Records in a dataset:
+ + + + + + +

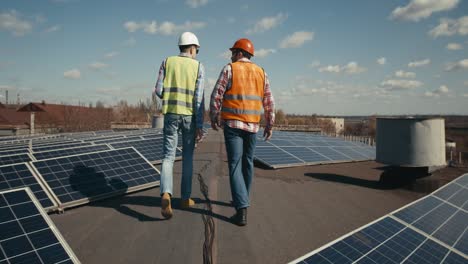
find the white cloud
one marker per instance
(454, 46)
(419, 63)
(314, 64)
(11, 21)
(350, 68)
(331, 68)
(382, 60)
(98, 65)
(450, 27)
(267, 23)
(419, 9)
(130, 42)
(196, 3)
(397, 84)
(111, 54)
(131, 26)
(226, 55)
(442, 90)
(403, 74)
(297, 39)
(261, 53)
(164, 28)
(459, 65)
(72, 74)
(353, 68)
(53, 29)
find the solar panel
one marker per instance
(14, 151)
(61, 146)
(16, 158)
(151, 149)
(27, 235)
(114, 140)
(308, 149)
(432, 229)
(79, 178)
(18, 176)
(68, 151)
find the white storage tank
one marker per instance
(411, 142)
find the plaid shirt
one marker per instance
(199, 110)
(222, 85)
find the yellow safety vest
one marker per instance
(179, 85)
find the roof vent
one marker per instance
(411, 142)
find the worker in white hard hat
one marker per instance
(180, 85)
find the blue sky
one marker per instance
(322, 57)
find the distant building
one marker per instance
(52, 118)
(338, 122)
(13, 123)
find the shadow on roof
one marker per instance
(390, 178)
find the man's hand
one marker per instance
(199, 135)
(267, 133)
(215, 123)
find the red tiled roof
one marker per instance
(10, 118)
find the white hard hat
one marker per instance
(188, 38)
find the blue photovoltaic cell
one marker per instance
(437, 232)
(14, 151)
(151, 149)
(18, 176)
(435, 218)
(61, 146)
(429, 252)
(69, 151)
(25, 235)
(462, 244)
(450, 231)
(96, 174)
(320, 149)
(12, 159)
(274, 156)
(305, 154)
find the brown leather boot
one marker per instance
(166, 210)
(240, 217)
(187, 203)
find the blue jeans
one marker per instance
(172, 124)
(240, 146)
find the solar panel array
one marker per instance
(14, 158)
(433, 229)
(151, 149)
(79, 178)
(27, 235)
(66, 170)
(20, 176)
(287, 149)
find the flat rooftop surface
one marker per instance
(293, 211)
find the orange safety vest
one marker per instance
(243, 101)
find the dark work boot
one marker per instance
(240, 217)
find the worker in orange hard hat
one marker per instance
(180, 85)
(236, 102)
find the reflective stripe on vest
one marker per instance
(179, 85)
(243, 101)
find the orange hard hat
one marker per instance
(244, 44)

+ + + + + + +

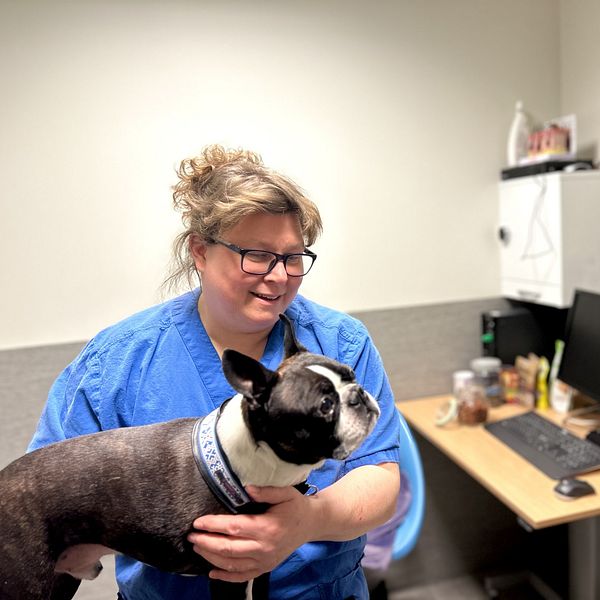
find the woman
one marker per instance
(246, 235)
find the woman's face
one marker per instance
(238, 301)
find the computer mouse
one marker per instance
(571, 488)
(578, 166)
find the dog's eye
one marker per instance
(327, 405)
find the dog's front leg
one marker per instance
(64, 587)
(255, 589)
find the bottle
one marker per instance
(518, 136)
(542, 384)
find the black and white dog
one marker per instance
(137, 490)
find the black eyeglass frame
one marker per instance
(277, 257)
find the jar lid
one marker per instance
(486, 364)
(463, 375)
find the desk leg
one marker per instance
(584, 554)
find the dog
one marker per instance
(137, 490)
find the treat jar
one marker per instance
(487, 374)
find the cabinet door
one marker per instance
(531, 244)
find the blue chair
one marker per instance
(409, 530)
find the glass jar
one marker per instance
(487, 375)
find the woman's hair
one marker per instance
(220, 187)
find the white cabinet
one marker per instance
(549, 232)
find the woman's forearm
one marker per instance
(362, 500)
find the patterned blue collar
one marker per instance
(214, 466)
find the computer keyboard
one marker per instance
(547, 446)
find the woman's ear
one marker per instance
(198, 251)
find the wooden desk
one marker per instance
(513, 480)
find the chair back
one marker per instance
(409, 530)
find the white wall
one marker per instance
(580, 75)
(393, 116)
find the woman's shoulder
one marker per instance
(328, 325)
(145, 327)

+ + + + + + +

Count the lines in the items above that contain the string "boot", and give only the number.

2